**INSTRUCCIONES**.
a. Repite literalmente el pasaje del texto sobre la Promesa del Padre que va desde "También Jesús, cuando" hasta "la Antigua Alianza.".
b. Contesta, según el texto sobre la Promesa del Padre:
(i) ¿De qué ciudad les mandó Jesús que no se ausentasen, según la cita de los Hechos de los Apóstoles?
(ii) ¿A qué profeta hará referencia Pedro en el primer discurso de Pentecostés?
(iii) ¿Qué pecado se menciona especialmente como profanación de la santidad de Dios en el anuncio de Ezequiel?

**SECCIÓN DE TEXTO**.
.....

También el Evangelio de Lucas, en su parte final aporta sobre el tema importantes afirmaciones de Jesús, después de su resurrección. Dice: «Mirad, yo voy a enviar sobre vosotros la promesa de mi Padre... permaneced en la ciudad hasta que seáis revestidos de poder desde lo alto» (Lc 24,49). El Evangelista reitera esta misma afirmación al principio de los Hechos de los Apóstoles, libro del cual es también autor: «Mientras estaba comiendo con ellos, les mandó que no se ausentasen de Jerusalén, sino que aguardasen la Promesa del Padre» (Act 1,4).
2. Hablando de la «Promesa del Padre», Jesús señala la venida del Espíritu Santo, ya anunciada de antemano en el Antiguo Testamento. Leemos en el Libro del Profeta Joel: «Sucederá después de esto que yo derramaré mi Espíritu en toda carne. Vuestros hijos y vuestras hijas profetizarán, vuestros ancianos soñarán sueños, y vuestros jóvenes verán visiones» (Ioel 13,1-2). Precisamente a este texto del Profeta Joel hará referencia Pedro en el primer discurso de Pentecostés, como veremos inmediatamente.
También Jesús, cuando habla de la «promesa del Padre» recuerda el anuncio de los profetas, significativo incluso en su carácter genérico. Los anuncios de Jesús en la Última Cena son explícitos y directos. Si ahora, después de la resurrección, se refiere al Antiguo Testamento, es señal de que quiere poner de relieve la continuidad de la verdad pneumatológica a lo largo de toda la Revelación. Quiere decir que Cristo da cumplimiento a todas las promesas hechas por Dios ya en la Antigua Alianza.
3. Estas promesas han encontrado una expresión concreta en el Profeta Ezequiel (36,22-28). Dios anuncia, por medio del profeta, la revelación de su propia santidad, profanada por los pecados del pueblo elegido, especialmente por la idolatría. Anuncia también que de nuevo reunirá a Israel purificándolo de toda mancha. Y luego promete: «Y os daré un corazón nuevo, infundiré en vosotros un espíritu nuevo, quitaré de vuestra carne el corazón de piedra... Infundiré mi espíritu en vosotros y haré que os conduzcáis según mis preceptos y observéis y practiquéis mis normas... seréis mi pueblo y yo seré vuestro Dios» (Ez 36,26-28).

.....

(Entradas de anotación de coordenadas)
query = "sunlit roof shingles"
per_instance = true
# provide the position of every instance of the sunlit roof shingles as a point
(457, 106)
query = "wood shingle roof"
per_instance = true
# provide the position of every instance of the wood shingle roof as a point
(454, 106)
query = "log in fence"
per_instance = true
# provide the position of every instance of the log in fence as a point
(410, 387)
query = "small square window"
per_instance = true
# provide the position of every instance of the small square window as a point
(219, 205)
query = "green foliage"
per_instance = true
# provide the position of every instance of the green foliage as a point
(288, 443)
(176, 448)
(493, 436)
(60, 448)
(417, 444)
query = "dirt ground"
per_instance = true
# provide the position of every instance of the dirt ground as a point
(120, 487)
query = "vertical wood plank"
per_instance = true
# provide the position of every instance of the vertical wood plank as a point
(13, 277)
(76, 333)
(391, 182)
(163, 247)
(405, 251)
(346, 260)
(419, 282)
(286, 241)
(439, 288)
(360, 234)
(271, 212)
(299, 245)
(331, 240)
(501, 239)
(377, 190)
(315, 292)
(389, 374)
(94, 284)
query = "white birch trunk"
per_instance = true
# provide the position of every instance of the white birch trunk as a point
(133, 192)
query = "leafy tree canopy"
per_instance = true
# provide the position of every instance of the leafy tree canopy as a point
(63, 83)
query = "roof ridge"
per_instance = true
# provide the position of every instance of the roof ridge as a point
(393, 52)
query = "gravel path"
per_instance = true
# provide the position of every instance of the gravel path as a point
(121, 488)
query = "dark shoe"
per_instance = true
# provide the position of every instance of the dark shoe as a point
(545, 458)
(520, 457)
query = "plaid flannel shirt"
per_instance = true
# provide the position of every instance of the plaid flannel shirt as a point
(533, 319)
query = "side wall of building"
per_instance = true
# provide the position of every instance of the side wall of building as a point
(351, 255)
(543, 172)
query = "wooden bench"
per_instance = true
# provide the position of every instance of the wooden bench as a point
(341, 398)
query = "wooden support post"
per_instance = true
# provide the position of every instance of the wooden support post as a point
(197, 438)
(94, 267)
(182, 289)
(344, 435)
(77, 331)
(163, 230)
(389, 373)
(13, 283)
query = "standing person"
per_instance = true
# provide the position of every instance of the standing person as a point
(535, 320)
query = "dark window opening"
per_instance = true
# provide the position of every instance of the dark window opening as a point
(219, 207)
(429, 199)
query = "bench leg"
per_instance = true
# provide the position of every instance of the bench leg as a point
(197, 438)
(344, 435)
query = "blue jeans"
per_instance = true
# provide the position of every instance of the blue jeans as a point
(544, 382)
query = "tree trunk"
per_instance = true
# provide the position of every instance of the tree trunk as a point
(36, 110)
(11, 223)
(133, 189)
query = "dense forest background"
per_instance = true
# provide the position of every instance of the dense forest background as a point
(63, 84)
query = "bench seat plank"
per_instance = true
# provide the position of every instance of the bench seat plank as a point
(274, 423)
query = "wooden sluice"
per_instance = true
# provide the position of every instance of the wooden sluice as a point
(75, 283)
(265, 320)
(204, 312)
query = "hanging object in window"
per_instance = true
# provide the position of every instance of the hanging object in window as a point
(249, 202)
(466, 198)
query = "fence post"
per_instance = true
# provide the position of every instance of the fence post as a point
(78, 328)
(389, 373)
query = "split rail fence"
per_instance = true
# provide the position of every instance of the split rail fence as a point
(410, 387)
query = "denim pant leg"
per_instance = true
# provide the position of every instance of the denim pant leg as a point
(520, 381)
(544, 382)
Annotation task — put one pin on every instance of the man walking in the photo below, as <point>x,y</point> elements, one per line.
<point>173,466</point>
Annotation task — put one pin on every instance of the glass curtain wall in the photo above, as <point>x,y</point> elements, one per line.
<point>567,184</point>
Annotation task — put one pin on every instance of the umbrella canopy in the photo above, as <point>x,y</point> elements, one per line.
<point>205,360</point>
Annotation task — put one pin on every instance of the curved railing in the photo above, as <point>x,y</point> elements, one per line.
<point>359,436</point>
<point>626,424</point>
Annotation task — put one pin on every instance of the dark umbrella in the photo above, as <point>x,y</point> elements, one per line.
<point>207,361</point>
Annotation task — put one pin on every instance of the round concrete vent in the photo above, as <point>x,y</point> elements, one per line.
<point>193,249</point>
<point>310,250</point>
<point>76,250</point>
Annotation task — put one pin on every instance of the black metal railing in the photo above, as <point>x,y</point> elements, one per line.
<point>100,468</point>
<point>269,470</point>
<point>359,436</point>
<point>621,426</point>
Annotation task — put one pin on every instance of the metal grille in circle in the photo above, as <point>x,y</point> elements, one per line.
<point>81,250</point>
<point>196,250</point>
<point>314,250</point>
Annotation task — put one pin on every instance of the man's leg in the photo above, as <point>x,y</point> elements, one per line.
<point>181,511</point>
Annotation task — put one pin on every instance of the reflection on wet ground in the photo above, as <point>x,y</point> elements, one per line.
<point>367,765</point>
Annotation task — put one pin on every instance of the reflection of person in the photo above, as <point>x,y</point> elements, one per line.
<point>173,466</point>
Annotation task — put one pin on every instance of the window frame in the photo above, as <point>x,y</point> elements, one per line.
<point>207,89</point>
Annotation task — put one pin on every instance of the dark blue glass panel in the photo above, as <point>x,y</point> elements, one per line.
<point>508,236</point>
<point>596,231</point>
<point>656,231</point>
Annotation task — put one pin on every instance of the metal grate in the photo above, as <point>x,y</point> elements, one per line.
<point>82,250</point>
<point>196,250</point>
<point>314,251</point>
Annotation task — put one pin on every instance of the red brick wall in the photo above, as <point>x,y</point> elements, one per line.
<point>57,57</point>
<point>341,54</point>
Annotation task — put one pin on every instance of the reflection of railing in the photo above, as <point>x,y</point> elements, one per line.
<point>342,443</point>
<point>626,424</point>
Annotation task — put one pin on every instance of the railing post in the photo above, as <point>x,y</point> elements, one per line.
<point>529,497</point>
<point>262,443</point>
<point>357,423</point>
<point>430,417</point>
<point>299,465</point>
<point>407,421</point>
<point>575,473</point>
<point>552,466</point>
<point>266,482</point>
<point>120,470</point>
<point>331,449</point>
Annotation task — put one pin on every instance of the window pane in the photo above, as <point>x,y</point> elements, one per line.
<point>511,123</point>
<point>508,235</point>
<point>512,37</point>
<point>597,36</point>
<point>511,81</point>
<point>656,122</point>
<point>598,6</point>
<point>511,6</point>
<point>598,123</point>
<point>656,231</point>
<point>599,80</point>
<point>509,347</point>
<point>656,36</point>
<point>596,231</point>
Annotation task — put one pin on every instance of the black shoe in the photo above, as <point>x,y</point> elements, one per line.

.....

**RESPUESTAS ESPERADAS**.
a.
También Jesús, cuando habla de la «promesa del Padre» recuerda el anuncio de los profetas, significativo incluso en su carácter genérico. Los anuncios de Jesús en la Última Cena son explícitos y directos. Si ahora, después de la resurrección, se refiere al Antiguo Testamento, es señal de que quiere poner de relieve la continuidad de la verdad pneumatológica a lo largo de toda la Revelación. Quiere decir que Cristo da cumplimiento a todas las promesas hechas por Dios ya en la Antigua Alianza.

b.
(i) De Jerusalén.
(ii) Al Profeta Joel.
(iii) La idolatría.